**** Texto extraído ****

São os dados da Oficina de Violência Doméstica (OVD) da Corte Suprema?
Sim.
Ainda assim se insiste com os argumentos que desacreditam...
A construção onde os homens têm certos privilégios determina que não se possa ver que as mulheres estão sofrendo os danos que a sociedade não reporta como danos. Se em um ano houver as mesmas denúncias de agressão a taxistas, 8.000, para dar um exemplo, em qualquer país do mundo haveria um alvoroço. Quando comparamos esse número com as mulheres, a reação não é a mesma. E não é a mesma porque temos um problema de estereótipos, de naturalização da violência contra as mulheres e claramente de relações desiguais de poder.
Em vários países da região há governos progressistas. Como trabalharam em relação à violência?
Acredito que as agendas progressistas, em geral, levam em conta alguns temas que para as mulheres são fundamentais, no entanto, acredito que também existem algumas claras resistências. Por exemplo, vários países da região que são progressistas, em relação ao tema aborto, que é um dos mais brutais temas de violência institucionalizada contra as mulheres, não estão conseguindo ter os avanços que gostaríamos. Inclusive, não se pode discutir abertamente o assunto. O sistema internacional de direitos humanos, tanto universal como interamericano, disse claramente que a proibição absoluta do aborto atenta contra os direitos das mulheres e que pode ser comparada a tratos cruéis, desumanos e degradantes. É evidente que em países com muitas mais políticas sociais, houve um impacto muito importante nos direitos econômicos, sociais e culturais das mulheres. Por exemplo, o reconhecimento do trabalho no lar, do direito ao cuidado e da segurança social para as donas de casa são parte de uma agenda progressista que avançou muito na região e que coloca uma lupa sobre os estados que não tiveram esta agenda para poder avançar. No entanto, a região continua sendo a que possui os maiores índices de feminização da pobreza, frente a outros índices de desenvolvimento.
No guia, vocês recomendam que os estados contemplem políticas específicas para as mulheres que possuem maior vulnerabilidade de direitos. Por exemplo, nesses dias, aqui, ficou conhecido o caso de uma mulher indígena condenada por matar seu parceiro, que não entendia o idioma, e logo depois de ter ficado presa, no julgamento, colocaram uma tradutora.

**** Dados fornecidos ****

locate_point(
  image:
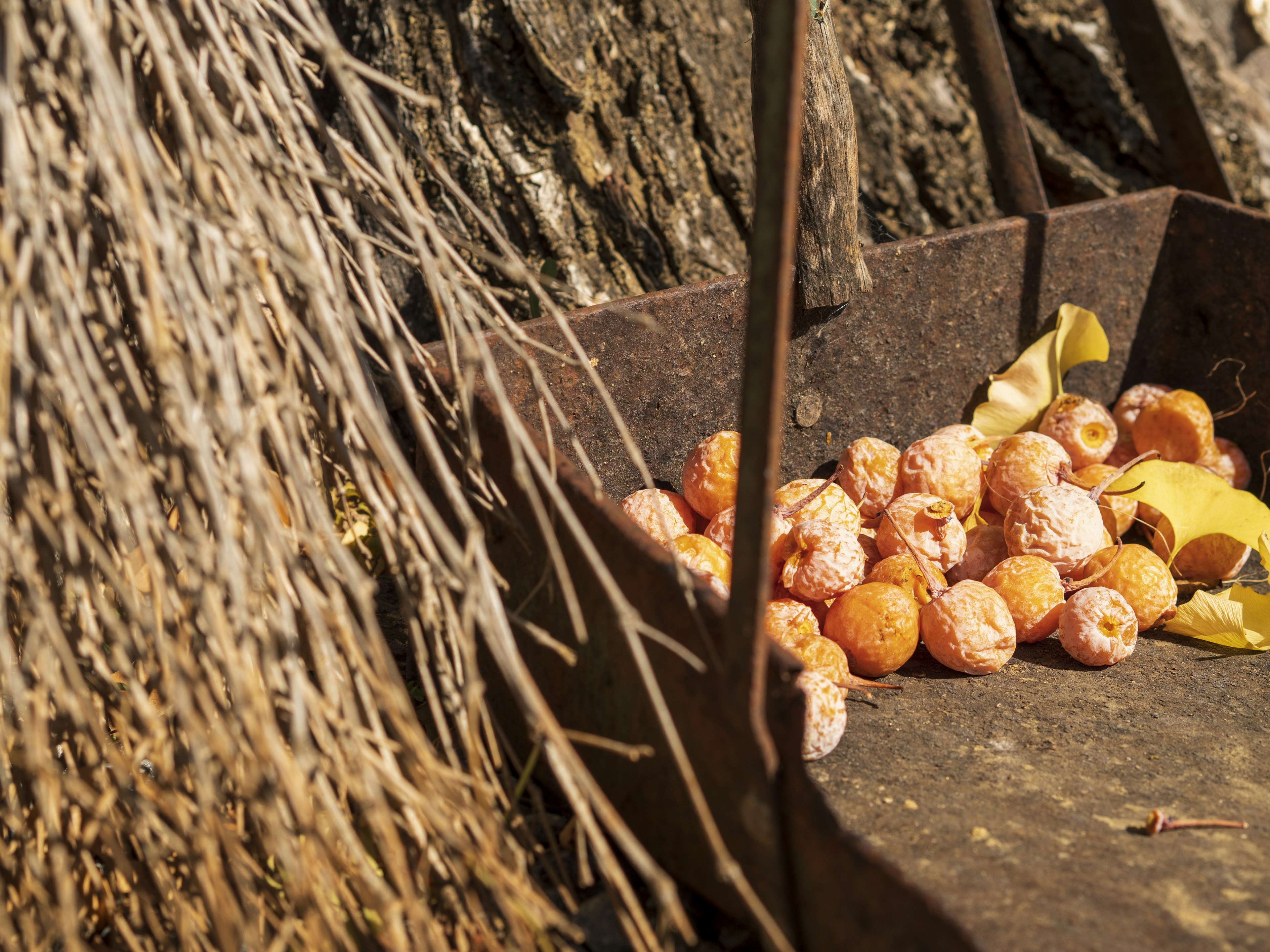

****

_Objetivo da tarefa:_
Copie do texto extraído tudo o que vai de "No guia, vocês" até "colocaram uma tradutora.", sem mudar nada. Os dados são um material à parte, sem ligação com o texto extraído.

_Sua resposta:_
No guia, vocês recomendam que os estados contemplem políticas específicas para as mulheres que possuem maior vulnerabilidade de direitos. Por exemplo, nesses dias, aqui, ficou conhecido o caso de uma mulher indígena condenada por matar seu parceiro, que não entendia o idioma, e logo depois de ter ficado presa, no julgamento, colocaram uma tradutora.